In this world, some girls are cursed at birth by powerful witches as preemptive punishment for future misdeeds. These cursed girls are the dregs of society: shunned, feared, and often hunted.

That doesn’t sound fair at all. Do they deserve the curse?

They are frightening and dangerous, it’s true! But they’re born innocent, and then they’re vilified. They become the scapegoat so everyone spends time fighting against them instead of the true villains…

Interesting. Tell me more about the curses.

As an aside, crafting the various “flavours” of curses was one of my favourite parts about writing this book! The curses can take many forms, and some examples include transforming food into dust, ruling armies of cockroaches, bringing plague and pestilence, and, in some cases, unintentional murder.

And what about your protagonist?

The main character, Drinn, is a naïve and kind-hearted girl who’s been hidden away her entire life for a very good reason: her curse is the most powerful of them all. When Drinn discovers the nature of her curse, she is stunned: “The destruction I was destined to cause was unfathomable.”

So her life seems inevitable – is that how it pans out for her?

Despite what everyone tells her, Drinn refuses to accept this fate. Instead, she rallies other cursed girls to her side and vows to fight back against both the witches who cursed them, and the world that hates them.

◆ **GIVEN INFORMATION**:
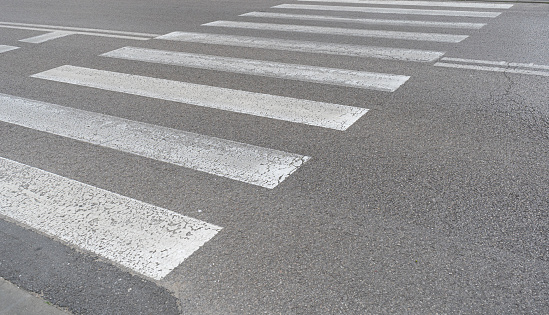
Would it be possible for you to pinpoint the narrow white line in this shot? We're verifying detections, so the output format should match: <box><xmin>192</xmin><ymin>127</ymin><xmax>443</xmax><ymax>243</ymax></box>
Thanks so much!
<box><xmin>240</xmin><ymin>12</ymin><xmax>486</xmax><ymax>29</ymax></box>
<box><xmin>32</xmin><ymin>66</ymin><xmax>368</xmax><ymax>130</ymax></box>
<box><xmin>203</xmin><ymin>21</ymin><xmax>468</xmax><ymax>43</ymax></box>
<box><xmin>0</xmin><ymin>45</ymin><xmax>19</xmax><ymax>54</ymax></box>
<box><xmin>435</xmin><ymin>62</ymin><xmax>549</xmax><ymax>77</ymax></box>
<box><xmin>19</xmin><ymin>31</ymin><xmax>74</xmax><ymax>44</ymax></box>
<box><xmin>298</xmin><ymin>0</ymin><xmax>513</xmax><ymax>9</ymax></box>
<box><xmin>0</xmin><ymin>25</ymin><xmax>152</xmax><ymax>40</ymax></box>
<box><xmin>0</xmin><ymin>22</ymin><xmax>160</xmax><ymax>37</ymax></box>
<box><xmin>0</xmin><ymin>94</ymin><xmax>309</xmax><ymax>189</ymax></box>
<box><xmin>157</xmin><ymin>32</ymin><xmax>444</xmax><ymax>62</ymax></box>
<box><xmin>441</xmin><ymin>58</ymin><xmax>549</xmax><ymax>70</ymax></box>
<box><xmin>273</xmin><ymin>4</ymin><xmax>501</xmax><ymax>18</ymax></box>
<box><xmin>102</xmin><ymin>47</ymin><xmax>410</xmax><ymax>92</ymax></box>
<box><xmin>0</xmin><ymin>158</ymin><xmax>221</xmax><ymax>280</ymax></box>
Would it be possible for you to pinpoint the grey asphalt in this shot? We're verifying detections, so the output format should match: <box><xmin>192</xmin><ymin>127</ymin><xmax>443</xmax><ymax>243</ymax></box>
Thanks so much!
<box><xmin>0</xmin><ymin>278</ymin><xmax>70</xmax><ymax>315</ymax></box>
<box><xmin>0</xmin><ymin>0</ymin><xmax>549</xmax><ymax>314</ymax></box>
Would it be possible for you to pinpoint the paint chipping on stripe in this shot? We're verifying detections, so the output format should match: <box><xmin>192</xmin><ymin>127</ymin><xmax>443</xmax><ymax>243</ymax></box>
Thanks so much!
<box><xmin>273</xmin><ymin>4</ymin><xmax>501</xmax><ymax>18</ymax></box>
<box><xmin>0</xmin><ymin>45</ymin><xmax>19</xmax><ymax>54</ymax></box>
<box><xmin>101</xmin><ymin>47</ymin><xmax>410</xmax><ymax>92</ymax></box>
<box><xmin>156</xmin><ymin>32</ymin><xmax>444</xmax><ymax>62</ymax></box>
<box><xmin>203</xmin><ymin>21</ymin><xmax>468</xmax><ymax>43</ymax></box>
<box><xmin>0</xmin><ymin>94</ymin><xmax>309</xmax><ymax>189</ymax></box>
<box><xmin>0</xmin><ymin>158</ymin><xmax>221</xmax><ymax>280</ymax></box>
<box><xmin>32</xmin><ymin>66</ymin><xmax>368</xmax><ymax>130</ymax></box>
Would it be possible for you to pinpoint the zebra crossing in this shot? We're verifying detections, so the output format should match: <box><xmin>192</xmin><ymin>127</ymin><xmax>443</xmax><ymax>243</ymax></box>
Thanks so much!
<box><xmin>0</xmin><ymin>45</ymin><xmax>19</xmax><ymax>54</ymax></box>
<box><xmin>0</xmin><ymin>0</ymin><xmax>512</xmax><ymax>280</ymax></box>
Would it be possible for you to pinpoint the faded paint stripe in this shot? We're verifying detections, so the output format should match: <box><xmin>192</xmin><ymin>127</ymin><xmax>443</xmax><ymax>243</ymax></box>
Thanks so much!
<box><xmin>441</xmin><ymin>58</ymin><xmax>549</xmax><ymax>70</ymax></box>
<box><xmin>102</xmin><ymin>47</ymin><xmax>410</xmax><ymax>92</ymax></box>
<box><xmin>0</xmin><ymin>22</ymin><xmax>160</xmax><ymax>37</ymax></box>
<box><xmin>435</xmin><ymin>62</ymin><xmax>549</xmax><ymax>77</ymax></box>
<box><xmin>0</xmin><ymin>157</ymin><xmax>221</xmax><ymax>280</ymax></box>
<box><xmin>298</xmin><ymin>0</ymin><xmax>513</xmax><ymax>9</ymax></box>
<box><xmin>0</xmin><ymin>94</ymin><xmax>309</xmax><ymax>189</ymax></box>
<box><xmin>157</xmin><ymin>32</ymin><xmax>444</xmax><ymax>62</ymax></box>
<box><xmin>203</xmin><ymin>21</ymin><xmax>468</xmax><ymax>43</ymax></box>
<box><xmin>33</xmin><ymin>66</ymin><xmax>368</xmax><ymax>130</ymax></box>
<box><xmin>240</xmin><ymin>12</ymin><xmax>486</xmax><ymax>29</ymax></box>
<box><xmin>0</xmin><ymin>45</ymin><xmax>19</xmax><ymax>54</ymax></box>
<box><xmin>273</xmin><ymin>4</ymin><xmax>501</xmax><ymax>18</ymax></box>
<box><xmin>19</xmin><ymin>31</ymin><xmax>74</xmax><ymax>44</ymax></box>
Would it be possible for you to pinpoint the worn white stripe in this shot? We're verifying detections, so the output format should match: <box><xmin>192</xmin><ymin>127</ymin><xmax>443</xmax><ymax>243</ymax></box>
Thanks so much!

◆ **TASK DIRECTIONS**:
Can you repeat the interview from "In this world, some" up to and including "about your protagonist?", swapping "cockroaches" for "rats"? You won't need the entries for this.

◆ **ANSWER TO THE EXERCISE**:
In this world, some girls are cursed at birth by powerful witches as preemptive punishment for future misdeeds. These cursed girls are the dregs of society: shunned, feared, and often hunted.

That doesn’t sound fair at all. Do they deserve the curse?

They are frightening and dangerous, it’s true! But they’re born innocent, and then they’re vilified. They become the scapegoat so everyone spends time fighting against them instead of the true villains…

Interesting. Tell me more about the curses.

As an aside, crafting the various “flavours” of curses was one of my favourite parts about writing this book! The curses can take many forms, and some examples include transforming food into dust, ruling armies of rats, bringing plague and pestilence, and, in some cases, unintentional murder.

And what about your protagonist?